• [Problem to work on]:
Copy each of the following items verbatim, character for character, with no changes to the coordinates, paths, or line breaks.

• [Material for the task]:
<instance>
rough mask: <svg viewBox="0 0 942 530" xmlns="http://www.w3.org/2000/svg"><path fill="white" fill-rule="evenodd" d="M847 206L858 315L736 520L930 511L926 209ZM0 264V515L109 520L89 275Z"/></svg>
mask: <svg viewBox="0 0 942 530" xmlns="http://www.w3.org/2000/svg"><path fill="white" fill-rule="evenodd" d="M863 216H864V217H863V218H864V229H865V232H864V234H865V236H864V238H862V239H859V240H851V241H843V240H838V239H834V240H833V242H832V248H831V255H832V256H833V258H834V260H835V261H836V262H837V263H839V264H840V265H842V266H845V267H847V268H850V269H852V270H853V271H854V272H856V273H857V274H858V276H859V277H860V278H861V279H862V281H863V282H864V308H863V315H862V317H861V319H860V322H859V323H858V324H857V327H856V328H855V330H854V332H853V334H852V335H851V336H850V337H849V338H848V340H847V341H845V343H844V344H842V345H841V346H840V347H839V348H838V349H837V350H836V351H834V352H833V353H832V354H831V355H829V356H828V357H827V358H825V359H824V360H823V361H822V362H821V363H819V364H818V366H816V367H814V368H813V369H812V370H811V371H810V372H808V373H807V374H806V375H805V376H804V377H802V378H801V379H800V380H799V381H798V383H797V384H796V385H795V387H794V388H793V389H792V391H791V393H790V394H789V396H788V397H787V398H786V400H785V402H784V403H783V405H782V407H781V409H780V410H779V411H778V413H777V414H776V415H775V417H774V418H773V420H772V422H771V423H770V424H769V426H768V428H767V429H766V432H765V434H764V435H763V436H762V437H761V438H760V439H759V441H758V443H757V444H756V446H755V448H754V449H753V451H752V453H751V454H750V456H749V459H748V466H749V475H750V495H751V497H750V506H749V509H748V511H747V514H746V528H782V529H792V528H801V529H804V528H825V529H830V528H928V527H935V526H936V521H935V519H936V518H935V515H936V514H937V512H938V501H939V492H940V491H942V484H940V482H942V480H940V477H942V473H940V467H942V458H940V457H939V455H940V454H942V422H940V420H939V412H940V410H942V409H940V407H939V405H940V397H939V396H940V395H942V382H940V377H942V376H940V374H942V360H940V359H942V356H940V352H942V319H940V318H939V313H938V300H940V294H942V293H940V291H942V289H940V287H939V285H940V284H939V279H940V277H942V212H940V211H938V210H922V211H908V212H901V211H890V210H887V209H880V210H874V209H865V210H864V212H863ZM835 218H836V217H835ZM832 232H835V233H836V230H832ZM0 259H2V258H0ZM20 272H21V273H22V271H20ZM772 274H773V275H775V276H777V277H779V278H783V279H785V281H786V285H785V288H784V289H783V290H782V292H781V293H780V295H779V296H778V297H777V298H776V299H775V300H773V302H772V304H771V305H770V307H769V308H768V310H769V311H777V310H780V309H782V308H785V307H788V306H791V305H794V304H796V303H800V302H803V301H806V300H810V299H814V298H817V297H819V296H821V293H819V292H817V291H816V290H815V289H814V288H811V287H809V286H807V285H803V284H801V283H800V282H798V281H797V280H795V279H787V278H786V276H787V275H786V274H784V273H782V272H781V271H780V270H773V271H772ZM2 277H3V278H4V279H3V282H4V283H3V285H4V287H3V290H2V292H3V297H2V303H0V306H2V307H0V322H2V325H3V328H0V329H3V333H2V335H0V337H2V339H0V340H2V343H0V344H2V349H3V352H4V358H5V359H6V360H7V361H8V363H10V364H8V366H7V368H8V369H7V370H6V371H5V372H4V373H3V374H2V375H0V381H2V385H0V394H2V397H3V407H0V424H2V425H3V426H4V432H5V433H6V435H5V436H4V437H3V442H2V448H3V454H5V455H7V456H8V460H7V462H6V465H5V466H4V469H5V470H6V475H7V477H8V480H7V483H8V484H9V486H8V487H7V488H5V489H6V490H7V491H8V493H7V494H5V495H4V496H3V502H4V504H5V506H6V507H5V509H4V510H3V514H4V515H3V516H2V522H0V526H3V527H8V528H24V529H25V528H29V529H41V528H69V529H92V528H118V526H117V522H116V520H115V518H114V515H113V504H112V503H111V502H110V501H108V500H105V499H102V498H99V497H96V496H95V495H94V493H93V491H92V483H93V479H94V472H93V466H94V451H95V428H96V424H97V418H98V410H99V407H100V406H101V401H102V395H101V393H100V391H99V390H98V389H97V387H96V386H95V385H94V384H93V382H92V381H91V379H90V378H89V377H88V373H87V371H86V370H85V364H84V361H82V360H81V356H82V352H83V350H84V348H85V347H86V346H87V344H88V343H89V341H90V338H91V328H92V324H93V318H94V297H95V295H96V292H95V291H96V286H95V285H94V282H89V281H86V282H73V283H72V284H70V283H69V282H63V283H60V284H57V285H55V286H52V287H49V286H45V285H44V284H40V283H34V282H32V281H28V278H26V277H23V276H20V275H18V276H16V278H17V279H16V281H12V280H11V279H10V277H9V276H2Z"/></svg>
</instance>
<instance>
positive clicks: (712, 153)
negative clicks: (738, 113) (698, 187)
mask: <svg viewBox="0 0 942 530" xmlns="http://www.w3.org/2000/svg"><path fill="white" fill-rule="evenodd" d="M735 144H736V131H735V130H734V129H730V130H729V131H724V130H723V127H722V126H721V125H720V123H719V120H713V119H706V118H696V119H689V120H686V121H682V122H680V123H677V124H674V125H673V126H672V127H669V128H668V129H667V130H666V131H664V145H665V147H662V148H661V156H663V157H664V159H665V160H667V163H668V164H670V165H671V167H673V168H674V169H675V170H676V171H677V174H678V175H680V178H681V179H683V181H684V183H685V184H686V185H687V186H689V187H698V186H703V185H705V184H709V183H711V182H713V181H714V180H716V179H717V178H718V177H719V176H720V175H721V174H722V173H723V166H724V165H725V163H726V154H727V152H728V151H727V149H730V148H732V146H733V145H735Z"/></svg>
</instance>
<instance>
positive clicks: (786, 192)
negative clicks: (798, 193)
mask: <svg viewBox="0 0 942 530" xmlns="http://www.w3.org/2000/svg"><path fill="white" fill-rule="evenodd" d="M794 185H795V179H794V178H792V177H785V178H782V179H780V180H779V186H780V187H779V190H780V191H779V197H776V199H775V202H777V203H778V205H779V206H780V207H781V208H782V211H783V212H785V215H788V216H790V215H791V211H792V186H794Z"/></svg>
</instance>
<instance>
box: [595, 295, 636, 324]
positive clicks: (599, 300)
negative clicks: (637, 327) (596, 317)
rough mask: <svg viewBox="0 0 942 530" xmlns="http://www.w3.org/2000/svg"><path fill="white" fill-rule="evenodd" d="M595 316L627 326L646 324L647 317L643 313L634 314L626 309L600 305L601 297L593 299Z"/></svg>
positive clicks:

• [Output for this exercise]:
<instance>
rough mask: <svg viewBox="0 0 942 530" xmlns="http://www.w3.org/2000/svg"><path fill="white" fill-rule="evenodd" d="M847 206L858 315L736 520L930 511L926 209ZM0 264V515L109 520L89 275Z"/></svg>
mask: <svg viewBox="0 0 942 530" xmlns="http://www.w3.org/2000/svg"><path fill="white" fill-rule="evenodd" d="M863 216H864V217H863V218H864V229H865V232H864V234H865V236H864V238H862V239H859V240H851V241H843V240H838V239H834V240H833V242H832V248H831V255H832V256H833V258H834V260H835V261H836V262H837V263H839V264H840V265H842V266H845V267H847V268H850V269H852V270H853V271H854V272H856V273H857V274H858V276H859V277H860V278H861V279H862V281H863V282H864V308H863V315H862V317H861V319H860V322H859V323H858V324H857V327H856V328H855V330H854V332H853V334H852V335H851V336H850V337H849V338H848V340H847V341H845V343H844V344H842V345H841V346H840V347H839V348H838V349H837V350H836V351H834V352H833V353H832V354H831V355H829V356H828V357H827V358H825V359H824V360H823V361H822V362H821V363H819V364H818V366H816V367H814V368H813V369H812V370H811V371H810V372H808V373H807V374H806V375H805V376H804V377H802V378H801V379H800V380H799V381H798V383H797V384H796V385H795V387H794V388H793V389H792V391H791V393H790V394H789V396H788V397H787V398H786V400H785V402H784V403H783V405H782V407H781V409H780V410H779V411H778V413H777V414H776V415H775V417H774V418H773V420H772V422H771V423H770V424H769V426H768V428H767V429H766V432H765V434H764V435H763V436H762V437H761V438H760V439H759V441H758V443H757V444H756V446H755V448H754V449H753V451H752V453H751V454H750V456H749V459H748V466H749V475H750V495H751V497H750V506H749V509H748V511H747V514H746V528H782V529H792V528H801V529H804V528H825V529H830V528H928V527H935V526H936V521H935V519H936V518H935V515H936V514H937V512H938V501H939V492H940V491H942V484H940V482H942V480H940V477H942V473H940V467H942V458H940V457H939V455H940V454H942V422H940V420H939V412H940V410H942V409H940V407H939V405H940V397H939V396H940V395H942V382H940V377H942V376H940V374H942V360H940V359H942V356H940V352H942V319H940V318H939V313H938V300H940V294H942V293H940V291H942V289H940V287H939V285H940V284H939V279H940V277H942V212H940V211H938V210H922V211H908V212H901V211H890V210H887V209H880V210H874V209H865V210H864V212H863ZM835 218H836V217H835ZM832 232H835V233H836V230H832ZM0 259H2V258H0ZM20 272H21V273H22V271H20ZM772 274H773V275H775V276H777V277H779V278H783V279H785V281H786V285H785V288H784V289H783V290H782V292H781V293H780V295H779V296H778V297H777V298H776V299H775V300H773V302H772V304H771V305H770V307H769V308H768V310H769V311H777V310H780V309H782V308H785V307H788V306H791V305H794V304H796V303H800V302H803V301H806V300H810V299H814V298H817V297H819V296H821V293H819V292H817V291H816V290H815V289H814V288H811V287H809V286H807V285H803V284H801V283H800V282H798V281H797V280H795V279H787V278H786V276H787V275H786V274H784V273H782V272H781V271H780V270H773V271H772ZM2 277H3V278H4V279H3V282H4V283H3V285H4V287H3V290H2V292H3V297H2V303H0V306H2V307H0V322H2V325H3V328H0V329H3V333H2V335H0V337H2V339H0V340H2V343H0V344H2V349H3V352H4V358H5V359H6V360H7V361H8V363H10V364H8V366H7V368H8V369H7V370H6V371H5V372H4V373H3V374H2V375H0V381H2V385H0V394H2V397H3V407H0V424H2V425H3V426H4V432H5V433H6V435H5V436H4V437H3V442H2V448H3V454H5V455H7V456H8V460H7V462H6V465H5V466H4V469H5V470H6V475H7V477H8V480H7V483H8V484H9V486H8V487H7V488H5V489H6V490H7V491H8V493H7V494H5V495H4V496H3V502H4V504H5V506H6V507H5V509H4V510H3V514H4V515H3V516H2V522H0V526H3V527H8V528H24V529H25V528H29V529H41V528H69V529H92V528H118V526H117V522H116V520H115V518H114V515H113V504H112V503H111V502H110V501H108V500H105V499H102V498H99V497H96V496H95V495H94V493H93V491H92V483H93V479H94V472H93V466H94V451H95V428H96V424H97V418H98V410H99V407H100V406H101V401H102V395H101V393H100V391H99V390H98V389H97V387H96V386H95V385H94V384H93V382H92V381H91V379H90V378H89V377H88V373H87V371H86V370H85V364H84V361H82V360H81V356H82V352H83V350H84V348H85V347H86V346H87V344H88V343H89V341H90V338H91V328H92V324H93V318H94V297H95V295H96V292H95V291H96V286H95V285H94V282H89V281H86V282H73V283H72V284H70V283H69V282H63V283H60V284H57V285H55V286H52V287H49V286H45V285H44V284H40V283H34V282H32V281H28V278H26V277H23V276H20V275H18V276H16V278H17V279H16V281H12V280H11V279H10V277H9V276H2Z"/></svg>
</instance>
<instance>
positive clicks: (712, 153)
negative clicks: (738, 113) (698, 187)
mask: <svg viewBox="0 0 942 530" xmlns="http://www.w3.org/2000/svg"><path fill="white" fill-rule="evenodd" d="M735 144H736V131H735V130H734V129H730V130H729V131H724V130H723V127H722V126H721V125H720V123H719V120H713V119H706V118H696V119H689V120H686V121H682V122H680V123H677V124H674V125H673V126H672V127H669V128H668V129H667V130H666V131H664V145H665V147H662V148H661V156H663V157H664V159H665V160H667V163H668V164H670V165H671V167H673V168H674V169H675V170H676V171H677V174H678V175H680V178H681V179H683V181H684V183H685V184H686V185H687V186H689V187H698V186H703V185H705V184H709V183H711V182H713V181H714V180H716V179H717V178H718V177H719V176H720V175H721V174H722V173H723V166H724V165H725V163H726V154H727V152H728V151H727V149H730V148H732V146H733V145H735Z"/></svg>
</instance>
<instance>
positive clicks: (786, 192)
negative clicks: (798, 193)
mask: <svg viewBox="0 0 942 530" xmlns="http://www.w3.org/2000/svg"><path fill="white" fill-rule="evenodd" d="M794 185H795V179H794V178H792V177H785V178H782V179H780V180H779V186H780V187H779V190H780V191H779V197H776V199H775V202H777V203H778V205H779V206H780V207H781V208H782V211H783V212H785V215H788V216H790V215H791V211H792V186H794Z"/></svg>
</instance>
<instance>
box: [595, 295, 636, 324]
positive clicks: (599, 300)
negative clicks: (637, 327) (596, 317)
rough mask: <svg viewBox="0 0 942 530" xmlns="http://www.w3.org/2000/svg"><path fill="white" fill-rule="evenodd" d="M595 316L627 326L646 324L647 317L643 313L634 314L626 309L600 305L601 297L593 299Z"/></svg>
positive clicks:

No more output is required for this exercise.